Rifiuti milanesi: abbiamo raccolto perché si è seminato
Per l’Expo Milano si candida a diventare la "capitale della differenziata", una ambizione importante che richiede un allargamento ulteriore dello sguardo coerente con “Nutrire il Pianeta-Energia per la vita”, soprattutto nella lotta allo spreco alimentare - di Fiorello Cortiana, da ArcipelagoMilano.it del 10.06.2014
10 June, 2014
di Fiorello Cortiana
Una buona notizia, Milano primeggia in Europa nella raccolta differenziata. A Milano nel 2013 sono stati 149 i Kg per abitante di raccolta differenziata, 123 a Vienna, 117 a Monaco, 105 a Berlino e 76 a Parigi. In particolare è significativa la tendenza incrementale: nel 2012 la percentuale di rifiuti differenziati era del 36,7%, nel 2013 ha raggiunto il 42,5% e nel mese di gennaio 2014 il 48,3%, più 7% rispetto al gennaio 2013. L’estensione della raccolta dell’umido nelle diverse zone della città ha dato un contributo significativo alla quantità di raccolta differenziata e l’estensione della raccolta a tutta la città entro l’anno prefigura il superamento del 50%.

OBIETTIVO DEL COMPITO » Riporta parola per parola l'intero articolo sulla raccolta differenziata a Milano.

SEZIONE DATI »

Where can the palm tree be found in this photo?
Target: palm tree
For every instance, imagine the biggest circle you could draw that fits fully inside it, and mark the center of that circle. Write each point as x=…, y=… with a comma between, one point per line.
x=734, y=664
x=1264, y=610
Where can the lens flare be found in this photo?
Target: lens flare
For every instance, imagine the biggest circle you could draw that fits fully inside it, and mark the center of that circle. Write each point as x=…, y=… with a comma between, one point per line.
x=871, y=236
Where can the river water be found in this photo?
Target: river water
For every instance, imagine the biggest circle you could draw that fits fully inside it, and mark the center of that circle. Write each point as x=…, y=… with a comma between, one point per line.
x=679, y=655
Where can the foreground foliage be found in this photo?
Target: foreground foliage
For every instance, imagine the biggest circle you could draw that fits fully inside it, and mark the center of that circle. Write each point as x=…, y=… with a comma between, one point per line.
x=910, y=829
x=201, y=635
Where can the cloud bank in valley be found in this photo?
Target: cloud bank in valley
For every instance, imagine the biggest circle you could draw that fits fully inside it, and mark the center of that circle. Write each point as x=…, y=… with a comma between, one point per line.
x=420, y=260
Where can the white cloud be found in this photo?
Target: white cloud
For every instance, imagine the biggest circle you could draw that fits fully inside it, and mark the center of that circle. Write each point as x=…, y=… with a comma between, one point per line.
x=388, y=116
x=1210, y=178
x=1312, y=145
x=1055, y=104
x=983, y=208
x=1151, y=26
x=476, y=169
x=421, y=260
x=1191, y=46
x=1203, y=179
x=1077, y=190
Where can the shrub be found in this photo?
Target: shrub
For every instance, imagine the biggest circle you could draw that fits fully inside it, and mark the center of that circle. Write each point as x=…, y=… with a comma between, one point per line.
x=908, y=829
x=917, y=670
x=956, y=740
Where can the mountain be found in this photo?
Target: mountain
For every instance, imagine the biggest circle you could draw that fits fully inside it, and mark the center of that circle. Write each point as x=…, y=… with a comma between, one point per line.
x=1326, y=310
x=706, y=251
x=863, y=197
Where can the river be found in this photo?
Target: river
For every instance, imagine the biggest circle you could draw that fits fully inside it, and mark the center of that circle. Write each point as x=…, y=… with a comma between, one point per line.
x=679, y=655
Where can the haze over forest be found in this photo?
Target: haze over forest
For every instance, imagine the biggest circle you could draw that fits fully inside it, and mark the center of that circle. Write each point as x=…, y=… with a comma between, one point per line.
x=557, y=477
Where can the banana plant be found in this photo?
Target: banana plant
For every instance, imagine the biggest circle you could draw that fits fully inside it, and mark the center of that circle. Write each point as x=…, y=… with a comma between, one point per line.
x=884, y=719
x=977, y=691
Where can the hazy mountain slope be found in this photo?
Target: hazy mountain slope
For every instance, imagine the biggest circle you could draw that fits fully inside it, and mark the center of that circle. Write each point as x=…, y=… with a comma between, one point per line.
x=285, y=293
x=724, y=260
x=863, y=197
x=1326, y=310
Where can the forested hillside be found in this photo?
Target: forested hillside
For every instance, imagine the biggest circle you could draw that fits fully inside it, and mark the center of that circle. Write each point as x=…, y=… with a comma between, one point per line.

RISULTATO »
Rifiuti milanesi: abbiamo raccolto perché si è seminato
Per l’Expo Milano si candida a diventare la "capitale della differenziata", una ambizione importante che richiede un allargamento ulteriore dello sguardo coerente con “Nutrire il Pianeta-Energia per la vita”, soprattutto nella lotta allo spreco alimentare - di Fiorello Cortiana, da ArcipelagoMilano.it del 10.06.2014
10 June, 2014
di Fiorello Cortiana
Una buona notizia, Milano primeggia in Europa nella raccolta differenziata. A Milano nel 2013 sono stati 149 i Kg per abitante di raccolta differenziata, 123 a Vienna, 117 a Monaco, 105 a Berlino e 76 a Parigi. In particolare è significativa la tendenza incrementale: nel 2012 la percentuale di rifiuti differenziati era del 36,7%, nel 2013 ha raggiunto il 42,5% e nel mese di gennaio 2014 il 48,3%, più 7% rispetto al gennaio 2013. L’estensione della raccolta dell’umido nelle diverse zone della città ha dato un contributo significativo alla quantità di raccolta differenziata e l’estensione della raccolta a tutta la città entro l’anno prefigura il superamento del 50%.